Mohon tunggu...
Yohanes Djanur
Yohanes Djanur Mohon Tunggu... Freelancer - Mahasiswa

Penulis Lepas. Menyukai sastra dan politik.

Selanjutnya

Tutup

Analisis

Budaya Politik Pemilih Milenial Menuju Momentum Pemilu 2024

10 Juni 2021   15:14 Diperbarui: 10 Juni 2021   15:27 536
+
Laporkan Konten
Laporkan Akun
Kompasiana adalah platform blog. Konten ini menjadi tanggung jawab bloger dan tidak mewakili pandangan redaksi Kompas.
Lihat foto
Analisis Cerita Pemilih. Sumber ilustrasi: KOMPAS.com/GARRY LOTULUNG


Politik sebagai kendaraan demokrasi tentu tak lepas dari pengaruh perkembangan zaman. Hal ini dikarenakan politik merupakan suatu media komunikasi sekaligus media kompromi di dalam merumuskan kepentingan-kepentingan yang menyangkut hajat hidup warga negara di dalam suatu pemerintahan negara.

Realitas historis perkembangan politik Indonesia dari masa ke masa cukup beragam dan memiliki karakteristik yang berbeda-beda. Mulai dari politik masa penjajahan sampai pada era reformasi seperti sekarang ini.

### DAFTAR TUGAS
- A) Jawab pertanyaan-pertanyaan ini berdasarkan artikel tentang budaya politik pemilih milenial:
(i) Tanggal berapa artikel ini pertama kali dimuat?
(ii) Menurut artikel, politik merupakan dua media apa?
(iii) Perkembangan politik Indonesia disebut mulai dari masa apa sampai era apa?
- B) Lanjutkan artikel tentang budaya politik pemilih milenial mulai dari kalimat terakhirnya.
Data berikut sama sekali tidak ada kaitannya dengan artikel di atas.

### ISI DATA

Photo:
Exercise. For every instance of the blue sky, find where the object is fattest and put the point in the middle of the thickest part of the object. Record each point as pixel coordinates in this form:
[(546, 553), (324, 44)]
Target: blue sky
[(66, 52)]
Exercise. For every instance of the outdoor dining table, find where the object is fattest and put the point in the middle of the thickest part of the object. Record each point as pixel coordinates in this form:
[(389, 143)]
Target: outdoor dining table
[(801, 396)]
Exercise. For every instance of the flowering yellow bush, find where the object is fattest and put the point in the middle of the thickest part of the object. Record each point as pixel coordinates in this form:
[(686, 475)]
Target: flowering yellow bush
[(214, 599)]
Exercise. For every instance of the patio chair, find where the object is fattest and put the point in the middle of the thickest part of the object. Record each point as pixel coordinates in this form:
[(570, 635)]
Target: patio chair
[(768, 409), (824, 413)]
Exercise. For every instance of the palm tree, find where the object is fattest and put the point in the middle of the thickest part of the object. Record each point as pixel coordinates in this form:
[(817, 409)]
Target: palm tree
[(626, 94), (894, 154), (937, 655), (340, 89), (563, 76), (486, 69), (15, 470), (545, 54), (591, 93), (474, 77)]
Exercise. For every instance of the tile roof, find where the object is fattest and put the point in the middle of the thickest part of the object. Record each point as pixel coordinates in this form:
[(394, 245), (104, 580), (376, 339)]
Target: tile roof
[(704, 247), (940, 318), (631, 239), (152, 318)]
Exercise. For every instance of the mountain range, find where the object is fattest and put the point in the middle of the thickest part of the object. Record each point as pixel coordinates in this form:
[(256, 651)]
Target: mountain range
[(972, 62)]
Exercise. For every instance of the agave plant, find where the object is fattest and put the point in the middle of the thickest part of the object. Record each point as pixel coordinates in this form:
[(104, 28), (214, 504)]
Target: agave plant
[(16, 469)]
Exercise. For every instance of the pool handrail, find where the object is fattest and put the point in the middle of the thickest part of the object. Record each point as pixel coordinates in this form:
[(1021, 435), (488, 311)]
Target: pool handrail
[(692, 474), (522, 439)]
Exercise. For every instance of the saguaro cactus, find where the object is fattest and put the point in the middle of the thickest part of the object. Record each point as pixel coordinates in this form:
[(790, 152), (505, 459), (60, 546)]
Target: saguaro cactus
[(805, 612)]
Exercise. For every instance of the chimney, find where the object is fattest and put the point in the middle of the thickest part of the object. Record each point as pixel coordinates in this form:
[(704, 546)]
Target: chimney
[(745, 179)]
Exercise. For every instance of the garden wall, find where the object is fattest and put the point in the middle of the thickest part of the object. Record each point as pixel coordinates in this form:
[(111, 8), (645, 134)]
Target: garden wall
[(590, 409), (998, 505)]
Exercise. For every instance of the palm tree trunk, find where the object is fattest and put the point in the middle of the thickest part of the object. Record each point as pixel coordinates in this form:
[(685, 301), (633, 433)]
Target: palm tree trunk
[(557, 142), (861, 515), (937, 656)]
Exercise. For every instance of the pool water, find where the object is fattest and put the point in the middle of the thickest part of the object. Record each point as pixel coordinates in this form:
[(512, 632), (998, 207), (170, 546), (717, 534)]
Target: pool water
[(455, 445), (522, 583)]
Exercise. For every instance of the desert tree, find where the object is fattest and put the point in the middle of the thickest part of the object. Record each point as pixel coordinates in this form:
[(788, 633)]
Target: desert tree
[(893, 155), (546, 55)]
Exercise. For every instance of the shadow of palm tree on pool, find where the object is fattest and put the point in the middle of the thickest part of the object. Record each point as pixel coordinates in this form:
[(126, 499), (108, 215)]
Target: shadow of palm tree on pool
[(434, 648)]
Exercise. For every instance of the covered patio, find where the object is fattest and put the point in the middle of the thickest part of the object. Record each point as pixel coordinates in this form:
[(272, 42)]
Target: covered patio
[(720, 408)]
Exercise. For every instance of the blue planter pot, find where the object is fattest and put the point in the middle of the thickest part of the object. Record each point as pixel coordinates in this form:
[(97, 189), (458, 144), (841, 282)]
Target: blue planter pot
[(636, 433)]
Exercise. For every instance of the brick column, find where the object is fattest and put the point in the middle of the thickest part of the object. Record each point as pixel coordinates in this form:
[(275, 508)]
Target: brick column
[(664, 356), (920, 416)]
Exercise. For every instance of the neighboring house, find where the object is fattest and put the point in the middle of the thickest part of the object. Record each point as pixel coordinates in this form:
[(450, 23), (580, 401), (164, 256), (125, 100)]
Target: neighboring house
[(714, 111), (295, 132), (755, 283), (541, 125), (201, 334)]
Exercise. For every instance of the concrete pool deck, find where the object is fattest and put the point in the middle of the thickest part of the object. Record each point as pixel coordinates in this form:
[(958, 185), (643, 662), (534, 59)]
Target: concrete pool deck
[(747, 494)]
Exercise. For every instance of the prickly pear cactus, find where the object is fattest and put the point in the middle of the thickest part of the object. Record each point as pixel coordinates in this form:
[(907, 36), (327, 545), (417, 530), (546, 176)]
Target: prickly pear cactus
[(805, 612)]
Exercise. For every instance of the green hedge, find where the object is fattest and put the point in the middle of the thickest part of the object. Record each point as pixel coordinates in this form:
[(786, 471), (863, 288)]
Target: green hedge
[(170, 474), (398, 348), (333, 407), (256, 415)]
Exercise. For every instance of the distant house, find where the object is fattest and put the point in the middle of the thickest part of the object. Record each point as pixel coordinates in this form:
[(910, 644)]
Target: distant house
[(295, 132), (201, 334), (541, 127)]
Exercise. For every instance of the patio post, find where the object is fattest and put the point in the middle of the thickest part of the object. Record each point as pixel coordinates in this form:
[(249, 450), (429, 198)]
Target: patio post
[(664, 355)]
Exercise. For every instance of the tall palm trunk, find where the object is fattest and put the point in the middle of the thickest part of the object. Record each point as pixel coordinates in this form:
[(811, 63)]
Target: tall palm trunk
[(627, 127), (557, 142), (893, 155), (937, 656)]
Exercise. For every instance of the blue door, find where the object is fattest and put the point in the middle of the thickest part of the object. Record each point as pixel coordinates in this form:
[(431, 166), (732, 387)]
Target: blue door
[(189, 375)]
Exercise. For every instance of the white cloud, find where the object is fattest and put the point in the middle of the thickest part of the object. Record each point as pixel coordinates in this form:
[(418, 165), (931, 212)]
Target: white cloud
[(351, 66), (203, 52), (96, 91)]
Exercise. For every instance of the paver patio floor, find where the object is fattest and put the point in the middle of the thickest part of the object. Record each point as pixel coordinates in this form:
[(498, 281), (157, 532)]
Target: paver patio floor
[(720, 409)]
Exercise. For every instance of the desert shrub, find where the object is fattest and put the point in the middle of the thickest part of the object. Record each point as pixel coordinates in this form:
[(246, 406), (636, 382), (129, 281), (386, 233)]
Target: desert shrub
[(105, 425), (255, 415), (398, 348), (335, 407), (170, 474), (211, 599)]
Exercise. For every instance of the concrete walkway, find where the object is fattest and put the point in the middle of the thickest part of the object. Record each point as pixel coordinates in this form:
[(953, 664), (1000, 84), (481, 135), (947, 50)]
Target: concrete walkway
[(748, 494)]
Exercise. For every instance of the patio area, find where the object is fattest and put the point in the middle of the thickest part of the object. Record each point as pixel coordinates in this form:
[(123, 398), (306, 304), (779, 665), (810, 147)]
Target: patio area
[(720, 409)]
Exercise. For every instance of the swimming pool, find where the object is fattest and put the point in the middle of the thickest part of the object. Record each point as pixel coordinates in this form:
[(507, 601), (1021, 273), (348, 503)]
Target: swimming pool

### JAWABAN TIAP TUGAS
- A)
(i) 10 Juni 2021
(ii) Media komunikasi sekaligus media kompromi
(iii) Dari masa penjajahan sampai era reformasi

- B)
Di dalam konteks politik era reformasi, sudut pandang, nilai-nilai, serta komunikasi politik kian hari semakin mengalami tranformasi seiring perkembangan ilmu pengetahuan dan teknologi yang cukup pesat di awal abad ke 21 ini. Perkembangan itu memberi suatu ruang gerak baru terhadap pola komunikasi, nilai-nilai serta sudut pandang baru tentang politik. Perubahaan inilah yang melahirkan suatu kebiasaan atau budaya politik baru, yaitu budaya politik milenial.

Tren milenial sebenarnya dialamatkan kepada kaum muda yang lahir di tahun 1980-an, pertengahan tahun 1990-an hingga awal tahun 2000-an. Revolusi mental dan cara berpikir generasi y inilah merupakan akar bagimana budaya politik milenial tumbuh dan berkembang dalam ruang komunikasi dan informasi yang serba cepat dan terbuka. 

Budaya politik milenial tercermin pada perilaku dan gaya komunikasi politik orang-orang muda saat ini, di mana keterbukaan informasi menjadi salah satu ciri khas di dalam membangun retorika komunikasi, baik di dalam diskursus maupun dialektika di dalam kerangka dan sistem perpolitikan itu sendiri.
Hal ini terjadi seiring perkembangan teknologi informasi dan komunikasi yang sangat memungkinkan terjalinnya komunikasi dan kompromi politik secara terbuka, baik melalui media berita, dan juga jejaring media sosial, seperti youtube, Facebook, Twitter, dan lain sebaginya.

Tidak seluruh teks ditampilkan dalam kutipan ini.